__The exercise__. Count the lines in the entries below that contain the word "cloud", treating uppercase and lowercase as different, and give only that number.

__Entries shown__.
###

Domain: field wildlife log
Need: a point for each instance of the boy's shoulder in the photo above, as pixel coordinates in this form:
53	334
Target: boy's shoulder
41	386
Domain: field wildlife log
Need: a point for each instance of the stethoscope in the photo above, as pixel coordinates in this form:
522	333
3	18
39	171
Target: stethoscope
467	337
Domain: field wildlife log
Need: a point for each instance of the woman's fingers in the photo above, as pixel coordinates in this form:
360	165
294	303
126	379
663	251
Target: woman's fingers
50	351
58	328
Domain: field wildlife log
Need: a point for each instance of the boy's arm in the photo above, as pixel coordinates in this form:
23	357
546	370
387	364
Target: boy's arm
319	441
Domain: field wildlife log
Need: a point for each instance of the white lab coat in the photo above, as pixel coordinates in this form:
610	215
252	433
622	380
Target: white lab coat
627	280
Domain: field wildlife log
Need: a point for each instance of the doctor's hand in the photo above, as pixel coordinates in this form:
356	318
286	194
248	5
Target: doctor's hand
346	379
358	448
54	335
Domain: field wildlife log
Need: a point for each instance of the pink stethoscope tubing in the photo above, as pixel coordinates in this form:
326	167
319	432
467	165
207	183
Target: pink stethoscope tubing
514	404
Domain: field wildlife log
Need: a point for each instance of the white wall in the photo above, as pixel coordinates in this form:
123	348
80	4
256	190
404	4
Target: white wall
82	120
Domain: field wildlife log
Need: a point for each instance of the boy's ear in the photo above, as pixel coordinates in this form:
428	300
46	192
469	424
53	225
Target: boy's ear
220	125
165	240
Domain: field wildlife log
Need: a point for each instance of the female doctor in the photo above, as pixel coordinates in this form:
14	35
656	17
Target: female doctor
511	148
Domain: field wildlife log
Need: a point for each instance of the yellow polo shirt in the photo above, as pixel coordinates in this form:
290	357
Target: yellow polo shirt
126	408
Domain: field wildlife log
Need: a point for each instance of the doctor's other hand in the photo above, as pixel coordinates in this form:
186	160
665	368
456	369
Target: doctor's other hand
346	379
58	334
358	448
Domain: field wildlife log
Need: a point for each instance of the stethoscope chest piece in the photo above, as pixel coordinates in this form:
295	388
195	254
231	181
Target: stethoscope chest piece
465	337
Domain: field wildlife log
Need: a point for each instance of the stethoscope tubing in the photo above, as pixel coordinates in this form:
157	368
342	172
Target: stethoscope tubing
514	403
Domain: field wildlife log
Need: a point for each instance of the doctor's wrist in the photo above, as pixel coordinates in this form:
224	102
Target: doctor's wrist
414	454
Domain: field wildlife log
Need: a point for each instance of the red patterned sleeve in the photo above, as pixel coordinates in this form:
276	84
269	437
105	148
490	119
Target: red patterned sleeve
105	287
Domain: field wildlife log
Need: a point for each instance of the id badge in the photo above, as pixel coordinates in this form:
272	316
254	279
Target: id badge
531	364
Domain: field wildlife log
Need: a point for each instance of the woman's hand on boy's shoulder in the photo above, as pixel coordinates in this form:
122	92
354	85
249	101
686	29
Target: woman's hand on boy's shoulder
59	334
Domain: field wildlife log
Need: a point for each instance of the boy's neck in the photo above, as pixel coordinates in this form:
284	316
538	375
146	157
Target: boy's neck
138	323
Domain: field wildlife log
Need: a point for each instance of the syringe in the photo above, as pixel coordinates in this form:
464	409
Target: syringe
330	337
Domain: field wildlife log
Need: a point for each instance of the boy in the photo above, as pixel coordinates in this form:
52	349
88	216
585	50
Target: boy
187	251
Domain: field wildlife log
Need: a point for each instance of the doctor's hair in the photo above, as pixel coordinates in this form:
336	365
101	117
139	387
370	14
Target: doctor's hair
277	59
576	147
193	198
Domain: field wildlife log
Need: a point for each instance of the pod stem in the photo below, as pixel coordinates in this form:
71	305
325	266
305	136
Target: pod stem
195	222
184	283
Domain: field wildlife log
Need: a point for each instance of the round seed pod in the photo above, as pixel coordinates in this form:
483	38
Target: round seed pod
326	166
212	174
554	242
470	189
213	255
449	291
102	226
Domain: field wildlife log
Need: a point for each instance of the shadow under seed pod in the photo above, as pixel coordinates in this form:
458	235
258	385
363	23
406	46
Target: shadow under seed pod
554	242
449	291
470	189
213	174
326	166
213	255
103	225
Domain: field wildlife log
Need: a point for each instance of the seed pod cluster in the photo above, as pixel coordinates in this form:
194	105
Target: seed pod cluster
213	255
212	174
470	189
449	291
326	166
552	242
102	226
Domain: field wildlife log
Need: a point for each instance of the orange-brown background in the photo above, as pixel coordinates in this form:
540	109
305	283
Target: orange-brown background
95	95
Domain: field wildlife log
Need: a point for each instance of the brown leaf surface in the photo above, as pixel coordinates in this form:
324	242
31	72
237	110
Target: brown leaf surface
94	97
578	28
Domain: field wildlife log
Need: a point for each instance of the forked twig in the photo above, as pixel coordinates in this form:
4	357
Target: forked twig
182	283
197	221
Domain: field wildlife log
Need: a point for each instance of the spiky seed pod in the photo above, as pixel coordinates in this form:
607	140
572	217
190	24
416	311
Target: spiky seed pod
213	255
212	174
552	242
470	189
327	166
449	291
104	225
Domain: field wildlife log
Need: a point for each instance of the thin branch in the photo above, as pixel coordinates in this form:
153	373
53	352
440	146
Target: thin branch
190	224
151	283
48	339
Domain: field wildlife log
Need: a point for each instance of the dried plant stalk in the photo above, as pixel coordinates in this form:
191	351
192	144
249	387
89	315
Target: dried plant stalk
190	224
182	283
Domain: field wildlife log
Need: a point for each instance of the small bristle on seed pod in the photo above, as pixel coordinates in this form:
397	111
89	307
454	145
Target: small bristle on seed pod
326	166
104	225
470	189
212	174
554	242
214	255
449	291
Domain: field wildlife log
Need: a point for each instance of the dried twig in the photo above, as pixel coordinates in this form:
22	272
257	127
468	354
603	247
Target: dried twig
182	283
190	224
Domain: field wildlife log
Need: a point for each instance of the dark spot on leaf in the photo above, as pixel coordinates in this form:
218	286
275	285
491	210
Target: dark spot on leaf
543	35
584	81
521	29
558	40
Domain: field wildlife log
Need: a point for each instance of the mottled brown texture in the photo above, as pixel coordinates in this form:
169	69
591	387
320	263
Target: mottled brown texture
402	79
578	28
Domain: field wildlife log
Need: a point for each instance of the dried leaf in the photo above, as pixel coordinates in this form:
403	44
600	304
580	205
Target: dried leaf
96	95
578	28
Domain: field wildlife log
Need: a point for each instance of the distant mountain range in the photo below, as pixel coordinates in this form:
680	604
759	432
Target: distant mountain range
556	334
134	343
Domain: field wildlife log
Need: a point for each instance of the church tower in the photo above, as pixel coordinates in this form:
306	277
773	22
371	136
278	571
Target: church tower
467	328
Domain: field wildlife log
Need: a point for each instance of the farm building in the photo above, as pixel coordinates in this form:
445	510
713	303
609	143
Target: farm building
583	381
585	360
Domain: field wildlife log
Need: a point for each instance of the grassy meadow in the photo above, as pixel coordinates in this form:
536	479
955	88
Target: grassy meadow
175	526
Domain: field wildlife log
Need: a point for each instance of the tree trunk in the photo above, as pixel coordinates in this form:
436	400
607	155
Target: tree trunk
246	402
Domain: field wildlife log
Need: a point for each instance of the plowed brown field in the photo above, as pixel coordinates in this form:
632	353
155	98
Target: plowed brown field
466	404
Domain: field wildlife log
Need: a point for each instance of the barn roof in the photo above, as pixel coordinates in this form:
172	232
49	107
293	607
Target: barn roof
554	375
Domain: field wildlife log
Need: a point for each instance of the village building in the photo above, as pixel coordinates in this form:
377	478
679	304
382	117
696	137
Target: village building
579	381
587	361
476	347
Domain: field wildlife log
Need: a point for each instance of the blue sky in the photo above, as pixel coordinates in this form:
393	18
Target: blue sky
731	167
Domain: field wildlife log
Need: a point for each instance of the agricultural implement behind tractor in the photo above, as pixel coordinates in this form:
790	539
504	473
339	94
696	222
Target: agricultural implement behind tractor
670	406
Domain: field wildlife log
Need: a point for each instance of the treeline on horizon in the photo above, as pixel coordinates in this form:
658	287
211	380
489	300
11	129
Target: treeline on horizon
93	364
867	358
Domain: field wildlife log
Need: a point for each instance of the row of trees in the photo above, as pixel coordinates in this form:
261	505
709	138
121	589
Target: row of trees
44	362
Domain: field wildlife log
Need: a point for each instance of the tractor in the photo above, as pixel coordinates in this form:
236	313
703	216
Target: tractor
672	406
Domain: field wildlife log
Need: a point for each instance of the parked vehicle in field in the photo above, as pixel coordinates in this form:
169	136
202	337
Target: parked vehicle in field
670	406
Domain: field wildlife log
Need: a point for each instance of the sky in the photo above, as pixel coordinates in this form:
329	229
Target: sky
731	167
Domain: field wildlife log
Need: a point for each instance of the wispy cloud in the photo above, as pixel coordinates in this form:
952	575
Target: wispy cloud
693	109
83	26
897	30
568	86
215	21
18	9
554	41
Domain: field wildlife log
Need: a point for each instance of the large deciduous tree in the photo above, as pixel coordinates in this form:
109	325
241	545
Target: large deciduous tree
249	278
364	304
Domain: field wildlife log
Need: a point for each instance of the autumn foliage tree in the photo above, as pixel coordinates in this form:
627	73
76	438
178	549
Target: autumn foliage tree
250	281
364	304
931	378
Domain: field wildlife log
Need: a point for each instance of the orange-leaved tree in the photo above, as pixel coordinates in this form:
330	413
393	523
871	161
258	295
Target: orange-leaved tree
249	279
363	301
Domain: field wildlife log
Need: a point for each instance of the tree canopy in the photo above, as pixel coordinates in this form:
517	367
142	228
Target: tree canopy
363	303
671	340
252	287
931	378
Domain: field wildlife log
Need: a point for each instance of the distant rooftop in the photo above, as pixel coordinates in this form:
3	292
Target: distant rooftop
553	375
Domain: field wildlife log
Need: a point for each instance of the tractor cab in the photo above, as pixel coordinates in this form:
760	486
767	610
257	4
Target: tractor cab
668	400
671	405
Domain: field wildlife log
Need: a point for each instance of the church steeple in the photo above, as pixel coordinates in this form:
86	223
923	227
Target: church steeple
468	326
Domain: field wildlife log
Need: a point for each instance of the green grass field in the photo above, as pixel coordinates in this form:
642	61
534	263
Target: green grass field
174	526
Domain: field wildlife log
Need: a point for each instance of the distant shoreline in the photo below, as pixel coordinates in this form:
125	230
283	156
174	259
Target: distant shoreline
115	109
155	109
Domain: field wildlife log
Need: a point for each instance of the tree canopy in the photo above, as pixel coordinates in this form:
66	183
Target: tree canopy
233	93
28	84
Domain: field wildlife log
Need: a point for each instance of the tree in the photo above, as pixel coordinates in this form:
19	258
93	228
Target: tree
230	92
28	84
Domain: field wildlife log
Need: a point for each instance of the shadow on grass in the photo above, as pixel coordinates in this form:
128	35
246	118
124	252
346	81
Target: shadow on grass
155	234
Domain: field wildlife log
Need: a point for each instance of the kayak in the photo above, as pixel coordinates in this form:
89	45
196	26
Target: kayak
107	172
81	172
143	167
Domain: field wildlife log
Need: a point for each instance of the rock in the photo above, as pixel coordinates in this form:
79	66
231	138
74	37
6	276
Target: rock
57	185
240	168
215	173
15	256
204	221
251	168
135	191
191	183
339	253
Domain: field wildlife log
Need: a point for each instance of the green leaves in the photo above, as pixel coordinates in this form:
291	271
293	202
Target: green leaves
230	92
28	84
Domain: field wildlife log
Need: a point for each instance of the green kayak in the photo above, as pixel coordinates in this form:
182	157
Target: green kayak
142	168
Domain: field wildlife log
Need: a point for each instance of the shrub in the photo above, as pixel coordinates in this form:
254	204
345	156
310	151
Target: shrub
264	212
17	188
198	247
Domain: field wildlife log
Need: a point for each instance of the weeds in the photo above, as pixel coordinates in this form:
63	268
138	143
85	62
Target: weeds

###

__Task response__. 2